Nothing in the records below may change; print them all exactly.
_ _ _ _
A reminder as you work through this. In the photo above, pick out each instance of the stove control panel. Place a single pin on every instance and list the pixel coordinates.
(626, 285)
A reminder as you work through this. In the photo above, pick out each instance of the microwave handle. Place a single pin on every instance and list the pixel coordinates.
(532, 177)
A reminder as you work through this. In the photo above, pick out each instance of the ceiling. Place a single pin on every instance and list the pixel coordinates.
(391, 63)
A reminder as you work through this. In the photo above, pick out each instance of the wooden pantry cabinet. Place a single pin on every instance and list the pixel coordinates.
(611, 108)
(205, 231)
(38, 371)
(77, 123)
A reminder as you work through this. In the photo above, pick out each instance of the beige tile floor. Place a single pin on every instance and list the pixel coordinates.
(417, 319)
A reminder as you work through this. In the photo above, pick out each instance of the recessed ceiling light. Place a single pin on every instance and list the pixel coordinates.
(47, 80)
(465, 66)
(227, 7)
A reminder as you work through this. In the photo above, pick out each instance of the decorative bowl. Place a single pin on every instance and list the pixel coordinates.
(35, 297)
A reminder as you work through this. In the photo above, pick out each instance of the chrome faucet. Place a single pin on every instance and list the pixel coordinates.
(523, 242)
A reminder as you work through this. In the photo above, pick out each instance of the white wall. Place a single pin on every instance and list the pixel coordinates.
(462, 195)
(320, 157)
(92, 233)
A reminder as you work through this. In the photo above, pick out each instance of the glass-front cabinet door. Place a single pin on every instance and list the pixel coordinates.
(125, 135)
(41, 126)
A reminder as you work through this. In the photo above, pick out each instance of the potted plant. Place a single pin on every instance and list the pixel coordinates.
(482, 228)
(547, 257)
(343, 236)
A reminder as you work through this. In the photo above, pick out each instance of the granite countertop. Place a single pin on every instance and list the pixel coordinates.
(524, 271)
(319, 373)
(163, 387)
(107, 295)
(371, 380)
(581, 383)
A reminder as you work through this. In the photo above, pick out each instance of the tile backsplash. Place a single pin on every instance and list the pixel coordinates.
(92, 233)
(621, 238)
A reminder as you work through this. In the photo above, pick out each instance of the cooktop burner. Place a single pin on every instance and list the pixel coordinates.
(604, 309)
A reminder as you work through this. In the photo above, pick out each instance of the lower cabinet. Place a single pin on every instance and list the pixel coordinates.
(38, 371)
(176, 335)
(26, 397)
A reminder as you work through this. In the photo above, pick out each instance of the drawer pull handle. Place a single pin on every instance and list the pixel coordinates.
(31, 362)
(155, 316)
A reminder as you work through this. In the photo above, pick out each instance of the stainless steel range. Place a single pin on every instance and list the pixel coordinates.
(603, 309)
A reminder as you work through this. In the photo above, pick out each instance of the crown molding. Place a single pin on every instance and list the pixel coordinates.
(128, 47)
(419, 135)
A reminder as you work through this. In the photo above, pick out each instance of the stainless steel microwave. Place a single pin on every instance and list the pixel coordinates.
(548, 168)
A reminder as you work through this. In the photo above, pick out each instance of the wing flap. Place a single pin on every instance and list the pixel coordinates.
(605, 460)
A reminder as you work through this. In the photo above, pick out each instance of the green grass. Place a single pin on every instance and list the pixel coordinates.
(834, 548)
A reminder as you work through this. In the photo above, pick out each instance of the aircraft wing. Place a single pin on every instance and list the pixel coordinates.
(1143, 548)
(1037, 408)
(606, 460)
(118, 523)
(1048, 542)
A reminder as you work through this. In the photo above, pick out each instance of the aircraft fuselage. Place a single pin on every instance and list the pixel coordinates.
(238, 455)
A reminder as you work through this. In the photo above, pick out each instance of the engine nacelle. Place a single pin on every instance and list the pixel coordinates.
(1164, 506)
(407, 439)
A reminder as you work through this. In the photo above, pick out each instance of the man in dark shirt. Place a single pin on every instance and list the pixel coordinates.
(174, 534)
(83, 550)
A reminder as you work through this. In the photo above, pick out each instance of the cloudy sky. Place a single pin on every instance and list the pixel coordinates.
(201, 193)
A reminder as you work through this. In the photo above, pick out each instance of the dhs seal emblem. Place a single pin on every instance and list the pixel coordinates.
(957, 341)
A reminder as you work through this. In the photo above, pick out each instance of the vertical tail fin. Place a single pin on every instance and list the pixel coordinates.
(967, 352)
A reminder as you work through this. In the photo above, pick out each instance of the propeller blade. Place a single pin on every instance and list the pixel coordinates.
_ _ _ _
**Task response**
A reminder as you work through this. In the photo above, pick out each instance of the stove control panel. Place a single pin on every instance and list the pixel coordinates.
(626, 285)
A reminder as you work through this. In the photo above, pick out each instance of the microwave handle. Place a single pin on every instance and list the pixel coordinates.
(532, 177)
A reminder as you work through this. In the photo above, pick out each instance of the ceiling. Place a single pin on every instance and list the pixel coordinates.
(391, 63)
A reminder as you work through this. In the photo above, pick out each instance of the wooden pantry cabinet. Place a single pin on every instance and list the pixel coordinates.
(611, 108)
(205, 231)
(38, 371)
(77, 123)
A reminder as you work through this. In the photo above, pick out each instance of the beige tile floor. Place a single pin on every instance and list the pixel coordinates.
(417, 319)
A reminder as you work through this. In the photo above, pick out each instance of the recessed ceiling light. Place a single pin on every instance and list the pixel coordinates.
(47, 80)
(465, 66)
(227, 7)
A reminder as you work through this. In the photo above, pick out each instance of the decorative bowl. Place a single pin on every instance and list the pixel coordinates.
(35, 297)
A reminder as you work through this. In the photo above, pick out each instance of the chrome faucet. Place a single pin on every instance and list the pixel coordinates.
(523, 242)
A reminder as you work through this. In the photo above, pick out each instance of the white wall. Place a single pin on every instance and list the pixel coordinates.
(462, 195)
(320, 157)
(92, 233)
A reminder as you work through this. In the photo above, pick out each instance of the glass-front cabinet door. Place a single pin on every instance and list the pixel coordinates.
(125, 135)
(41, 126)
A reminder as you work through this. In the photo above, pick out each instance of the potted plant. Place a single pin on every instance and list the pixel coordinates.
(482, 228)
(547, 257)
(343, 236)
A reminder as you work through this. In the photo above, pick out each instance of the granite countertop. Place a single pin on every instance and list the pixel coordinates.
(524, 271)
(319, 373)
(163, 387)
(107, 295)
(371, 380)
(581, 383)
A reminder as you work through this. In the photo above, pick out each instance of the tile backsplash. Place a single pin on every instance and list the pixel coordinates.
(92, 233)
(621, 238)
A reminder as you work through this. In the photo above, pick out each instance of the cooktop burner. Place a single pin on every instance and list the pixel coordinates.
(604, 309)
A reminder as you work through this. In the photo above, pick out each instance of the lower cabinet. Place a single pin on every instance and list the pixel coordinates.
(38, 371)
(176, 335)
(26, 397)
A reminder as you work through this. In the photo above, pick out each instance of the drawer pull handle. Place a single pin on every instance and list the pixel coordinates.
(31, 362)
(155, 316)
A reminder as you work through this. In the photo above, pick out each instance of the stainless steel range. Place a single pin on every instance and list the pixel coordinates.
(603, 309)
A reminder as you work through this. In the photo above, pick out each instance of the crown molding. Place a single pin on every instance and list the pixel coordinates.
(128, 47)
(419, 135)
A reminder as you work through this. In the photo above, pick out each instance of the stainless steel microwave. Place a single pin on every instance and list the pixel coordinates.
(548, 168)
A reminder as you work through this. In the photo above, pick out each instance of the wing flap. Place a single pin on every instance and list the pixel coordinates.
(605, 460)
A reminder as you work through this. In the photo above, pick out each instance of the green grass. Place a single pin on every instance and list the pixel coordinates.
(834, 548)
A reminder as you work through this. In the photo above, pick out each instance of the aircraft wing. Place a single pin on every instance and list the pixel coordinates.
(1143, 548)
(1037, 408)
(606, 460)
(118, 523)
(1048, 542)
A reminder as you work through this. In the photo above, pick out each instance of the aircraft fuselage. Place a single pin on every instance and list the pixel coordinates.
(238, 455)
A reminder as you work through this. In the photo above, pick out each instance of the engine nacelle. Place a single pin on every instance and list the pixel coordinates.
(1164, 506)
(407, 439)
A reminder as you work through this. In the photo above, pick out each instance of the man in dark shirt. Place a single pin on every instance and list the pixel coordinates.
(174, 534)
(83, 550)
A reminder as you work through this. In the photo above, pick out each instance of the cloudy sky. Place a single pin on every instance and list the pixel coordinates.
(201, 193)
A reminder as you work through this. In the photo above, pick out each instance of the dhs seal emblem. Place a single pin on every instance and list the pixel coordinates.
(957, 341)
A reminder as you work through this. In the photo above, pick out each instance of the vertical tail fin. Place a single pin on every instance and list the pixel coordinates.
(967, 352)
A reminder as you work through this. In the photo above, pick out each instance of the propeller blade. Place a single pin on every instance and list the pixel coordinates.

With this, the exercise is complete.